# PS 7:::Farbverlauf



## Peter Klein (30. Juni 2004)

Hallo Leutz!

Bin dabei mir einen Header zu erstellen und würde gerne wissen, wie ich mit den Farben einen Farbverlauf hin bekomme...

Weiss es einer von euch zufällig?

Wäre euch recht dankbar wenn mir einer helfen könnte.

Vielen Dank schon mal


Punkroiber


----------



## Thomas Lindner (30. Juni 2004)

ERM ?

Mit dem (Farb-) verlaufwerkzeug evtl.?

Oder willst du wissen wie du einen eigenejn Farbverlauf erstellen kannst?


----------



## Peter Klein (30. Juni 2004)

*Farbverlauf*



> _Original geschrieben von Thomas Lindner _
> *ERM ?
> 
> Mit dem (Farb-) verlaufwerkzeug evtl.?
> ...


_____________________________

Jo, ich habs mit dem Farbverlaufswerkzeug probiert. Bin zwar net der dümmste aber irgendwie klappt das net so, wie ich es will.

Also, möchte einen Verlauf der von weiss in ein weiches lila geht, da das Logo auch ein wenig weiss und lilla hat. Der verlauf soll ca. im ersten drittel einer Seite anfangen mit weiss.

Danke schon mal!
Punkroiber


----------



## Clubkatze (30. Juni 2004)

In der Ps Hilfe steht was dazu wenn du nach verlauf suchst!


----------



## Thomas Lindner (30. Juni 2004)

Ich zitiere aus der Hilfe von Photoshop 6.0 ( bleibt sich aber gleich ob 7.0 oder 6.0 )



> * Quellennachweis : Adobe Photoshop Hilfe *
> 
> So erstellen Sie Verläufe
> 
> ...



Zum Anhang:

Im rechteckig markierten Bereich habe ich die Trabnsparenz auf 0 runtergesetzt 

Die runden Markierungen zeigen die neuen "Marker"!

Datenauszug
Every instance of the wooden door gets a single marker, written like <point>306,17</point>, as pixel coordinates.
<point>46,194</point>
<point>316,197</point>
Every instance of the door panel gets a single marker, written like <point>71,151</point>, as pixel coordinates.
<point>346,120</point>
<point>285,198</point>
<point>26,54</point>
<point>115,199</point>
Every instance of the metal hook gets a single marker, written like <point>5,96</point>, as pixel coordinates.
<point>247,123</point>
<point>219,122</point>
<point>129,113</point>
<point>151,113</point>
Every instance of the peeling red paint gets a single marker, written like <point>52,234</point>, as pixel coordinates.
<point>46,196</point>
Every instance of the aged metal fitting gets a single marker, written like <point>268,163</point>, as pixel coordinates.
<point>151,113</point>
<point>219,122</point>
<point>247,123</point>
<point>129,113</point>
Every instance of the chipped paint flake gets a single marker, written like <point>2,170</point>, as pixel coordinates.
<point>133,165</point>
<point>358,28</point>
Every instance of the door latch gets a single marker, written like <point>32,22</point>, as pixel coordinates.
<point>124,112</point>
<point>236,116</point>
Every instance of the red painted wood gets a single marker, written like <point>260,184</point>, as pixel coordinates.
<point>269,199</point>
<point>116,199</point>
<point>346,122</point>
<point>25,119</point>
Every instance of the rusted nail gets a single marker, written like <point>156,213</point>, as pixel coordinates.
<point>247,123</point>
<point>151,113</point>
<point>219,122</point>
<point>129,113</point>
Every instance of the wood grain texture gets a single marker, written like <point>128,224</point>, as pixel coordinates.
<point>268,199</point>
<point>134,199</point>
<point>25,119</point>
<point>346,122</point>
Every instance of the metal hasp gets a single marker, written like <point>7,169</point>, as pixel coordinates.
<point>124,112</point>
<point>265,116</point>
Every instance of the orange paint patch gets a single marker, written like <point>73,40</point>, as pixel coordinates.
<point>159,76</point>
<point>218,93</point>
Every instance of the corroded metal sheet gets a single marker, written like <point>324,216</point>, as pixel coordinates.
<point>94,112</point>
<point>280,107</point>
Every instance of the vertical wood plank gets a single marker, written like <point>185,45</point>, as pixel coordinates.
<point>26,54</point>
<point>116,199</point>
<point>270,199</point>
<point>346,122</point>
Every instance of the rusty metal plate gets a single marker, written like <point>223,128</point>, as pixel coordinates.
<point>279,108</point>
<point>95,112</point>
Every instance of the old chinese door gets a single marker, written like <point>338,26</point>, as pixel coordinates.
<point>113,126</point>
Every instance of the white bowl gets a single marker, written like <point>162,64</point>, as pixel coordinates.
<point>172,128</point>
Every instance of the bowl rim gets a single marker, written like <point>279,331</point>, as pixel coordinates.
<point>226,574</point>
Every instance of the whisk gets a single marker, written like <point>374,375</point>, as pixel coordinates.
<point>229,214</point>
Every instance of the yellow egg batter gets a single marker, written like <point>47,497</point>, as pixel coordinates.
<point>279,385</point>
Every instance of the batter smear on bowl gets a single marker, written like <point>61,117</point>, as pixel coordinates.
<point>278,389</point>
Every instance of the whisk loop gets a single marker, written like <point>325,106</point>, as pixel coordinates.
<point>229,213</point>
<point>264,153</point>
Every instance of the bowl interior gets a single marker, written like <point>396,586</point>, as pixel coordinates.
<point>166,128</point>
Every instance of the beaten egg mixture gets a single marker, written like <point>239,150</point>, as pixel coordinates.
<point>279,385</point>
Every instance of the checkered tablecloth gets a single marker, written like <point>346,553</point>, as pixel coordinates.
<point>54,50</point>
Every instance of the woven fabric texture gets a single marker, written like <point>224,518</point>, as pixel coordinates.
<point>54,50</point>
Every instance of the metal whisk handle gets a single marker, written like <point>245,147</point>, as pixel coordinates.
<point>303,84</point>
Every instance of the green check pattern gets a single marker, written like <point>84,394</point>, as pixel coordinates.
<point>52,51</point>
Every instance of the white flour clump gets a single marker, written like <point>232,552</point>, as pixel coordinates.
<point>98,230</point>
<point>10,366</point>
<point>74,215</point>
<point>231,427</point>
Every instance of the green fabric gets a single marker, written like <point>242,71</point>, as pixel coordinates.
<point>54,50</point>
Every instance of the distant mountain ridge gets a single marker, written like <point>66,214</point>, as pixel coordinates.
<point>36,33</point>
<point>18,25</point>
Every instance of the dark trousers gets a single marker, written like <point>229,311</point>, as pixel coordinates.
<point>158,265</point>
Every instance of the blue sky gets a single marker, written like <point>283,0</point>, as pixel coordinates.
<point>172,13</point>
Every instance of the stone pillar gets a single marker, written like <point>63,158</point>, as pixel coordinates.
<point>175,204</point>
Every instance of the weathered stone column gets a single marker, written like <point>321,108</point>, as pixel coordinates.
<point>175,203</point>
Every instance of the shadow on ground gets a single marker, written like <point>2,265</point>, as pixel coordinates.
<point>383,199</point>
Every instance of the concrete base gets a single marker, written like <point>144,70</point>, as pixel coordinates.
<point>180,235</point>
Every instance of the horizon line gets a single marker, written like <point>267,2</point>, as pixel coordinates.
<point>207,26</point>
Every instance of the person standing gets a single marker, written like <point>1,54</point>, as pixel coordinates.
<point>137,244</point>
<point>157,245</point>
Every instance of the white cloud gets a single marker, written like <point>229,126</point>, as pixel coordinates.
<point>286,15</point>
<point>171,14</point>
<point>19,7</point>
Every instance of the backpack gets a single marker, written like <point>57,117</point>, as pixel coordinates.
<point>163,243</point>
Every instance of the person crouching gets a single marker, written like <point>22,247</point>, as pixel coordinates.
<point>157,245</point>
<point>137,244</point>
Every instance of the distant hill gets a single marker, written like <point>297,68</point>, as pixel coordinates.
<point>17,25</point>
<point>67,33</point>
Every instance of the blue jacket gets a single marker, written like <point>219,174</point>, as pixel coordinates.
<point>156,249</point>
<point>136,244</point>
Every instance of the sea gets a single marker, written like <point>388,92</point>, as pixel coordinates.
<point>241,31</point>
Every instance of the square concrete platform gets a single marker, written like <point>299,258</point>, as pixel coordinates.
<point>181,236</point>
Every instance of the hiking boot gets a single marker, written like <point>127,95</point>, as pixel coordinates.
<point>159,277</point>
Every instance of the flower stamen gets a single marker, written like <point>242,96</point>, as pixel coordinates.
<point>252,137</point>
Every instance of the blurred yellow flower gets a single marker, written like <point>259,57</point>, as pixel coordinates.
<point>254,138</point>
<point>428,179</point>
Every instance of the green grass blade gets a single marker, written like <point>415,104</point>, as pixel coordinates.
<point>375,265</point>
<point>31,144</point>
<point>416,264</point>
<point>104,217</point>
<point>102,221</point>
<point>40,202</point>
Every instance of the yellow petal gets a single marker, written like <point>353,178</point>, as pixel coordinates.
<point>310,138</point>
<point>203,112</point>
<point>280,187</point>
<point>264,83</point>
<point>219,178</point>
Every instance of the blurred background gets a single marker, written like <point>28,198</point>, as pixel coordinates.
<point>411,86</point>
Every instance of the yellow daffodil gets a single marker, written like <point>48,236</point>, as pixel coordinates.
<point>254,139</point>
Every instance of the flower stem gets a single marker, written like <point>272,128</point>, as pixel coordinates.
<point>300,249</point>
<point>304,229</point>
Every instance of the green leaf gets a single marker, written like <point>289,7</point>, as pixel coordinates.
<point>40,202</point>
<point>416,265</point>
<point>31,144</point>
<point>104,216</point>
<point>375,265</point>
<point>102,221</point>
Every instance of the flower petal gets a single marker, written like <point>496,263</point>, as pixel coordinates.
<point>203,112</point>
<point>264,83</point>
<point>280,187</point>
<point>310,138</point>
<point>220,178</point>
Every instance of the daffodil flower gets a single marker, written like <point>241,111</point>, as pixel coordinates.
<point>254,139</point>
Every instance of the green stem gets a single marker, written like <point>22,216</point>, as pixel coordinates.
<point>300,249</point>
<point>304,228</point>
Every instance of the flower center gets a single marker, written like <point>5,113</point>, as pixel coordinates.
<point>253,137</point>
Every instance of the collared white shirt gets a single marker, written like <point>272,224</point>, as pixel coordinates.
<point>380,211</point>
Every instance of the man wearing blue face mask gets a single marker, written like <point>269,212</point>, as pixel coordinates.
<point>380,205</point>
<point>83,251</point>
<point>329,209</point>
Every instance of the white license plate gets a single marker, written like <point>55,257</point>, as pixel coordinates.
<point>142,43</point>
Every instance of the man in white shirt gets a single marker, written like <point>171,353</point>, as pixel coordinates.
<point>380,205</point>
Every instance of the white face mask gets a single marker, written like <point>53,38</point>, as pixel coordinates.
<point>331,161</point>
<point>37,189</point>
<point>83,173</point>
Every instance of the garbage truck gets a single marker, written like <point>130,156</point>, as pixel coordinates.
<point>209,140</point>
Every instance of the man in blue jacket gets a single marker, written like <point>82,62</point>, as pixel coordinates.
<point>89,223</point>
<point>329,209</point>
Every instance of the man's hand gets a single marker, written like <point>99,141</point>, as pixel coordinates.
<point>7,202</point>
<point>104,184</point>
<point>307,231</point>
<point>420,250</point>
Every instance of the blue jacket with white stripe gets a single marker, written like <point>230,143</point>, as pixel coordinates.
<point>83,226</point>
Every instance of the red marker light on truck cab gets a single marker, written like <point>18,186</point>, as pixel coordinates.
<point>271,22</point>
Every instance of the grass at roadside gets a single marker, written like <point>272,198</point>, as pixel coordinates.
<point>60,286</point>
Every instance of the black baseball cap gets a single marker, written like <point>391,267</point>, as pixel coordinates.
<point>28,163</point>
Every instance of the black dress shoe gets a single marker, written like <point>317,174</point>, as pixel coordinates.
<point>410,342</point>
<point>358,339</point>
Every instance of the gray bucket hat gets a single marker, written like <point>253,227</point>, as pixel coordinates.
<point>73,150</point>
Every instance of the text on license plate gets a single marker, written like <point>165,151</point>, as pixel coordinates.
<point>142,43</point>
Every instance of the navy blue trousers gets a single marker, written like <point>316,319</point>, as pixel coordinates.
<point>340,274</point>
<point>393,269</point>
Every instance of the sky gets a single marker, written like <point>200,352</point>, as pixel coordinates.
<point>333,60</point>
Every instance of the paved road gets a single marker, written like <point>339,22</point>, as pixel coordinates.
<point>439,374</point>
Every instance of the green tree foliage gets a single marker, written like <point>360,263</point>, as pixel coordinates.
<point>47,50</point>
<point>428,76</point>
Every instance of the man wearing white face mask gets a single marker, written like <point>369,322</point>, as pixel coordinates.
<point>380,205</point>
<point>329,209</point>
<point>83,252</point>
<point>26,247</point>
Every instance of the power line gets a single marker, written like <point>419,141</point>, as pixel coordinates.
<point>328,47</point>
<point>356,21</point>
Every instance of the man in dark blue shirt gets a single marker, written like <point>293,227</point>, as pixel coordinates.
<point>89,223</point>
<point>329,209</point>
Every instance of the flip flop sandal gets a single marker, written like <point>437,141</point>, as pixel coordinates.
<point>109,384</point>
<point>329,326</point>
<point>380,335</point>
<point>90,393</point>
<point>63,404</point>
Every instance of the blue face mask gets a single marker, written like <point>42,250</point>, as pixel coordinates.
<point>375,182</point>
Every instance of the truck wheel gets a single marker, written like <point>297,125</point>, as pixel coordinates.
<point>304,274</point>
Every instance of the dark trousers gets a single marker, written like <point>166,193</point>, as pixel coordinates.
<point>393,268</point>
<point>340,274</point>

Anweisung 1
Von welcher Farbe zu welcher soll der gewünschte Verlauf im Forumsthread zum Photoshop-Farbverlauf gehen?
Anweisung 2
Gib aus dem Forumsthread den Abschnitt wortgetreu wieder, der mit den Worten "Bin dabei mir" beginnt und mit "einer helfen könnte." endet.

Aufgabenlösung 1
Von Weiß in ein weiches Lila.

Aufgabenlösung 2
Bin dabei mir einen Header zu erstellen und würde gerne wissen, wie ich mit den Farben einen Farbverlauf hin bekomme...

Weiss es einer von euch zufällig?

Wäre euch recht dankbar wenn mir einer helfen könnte.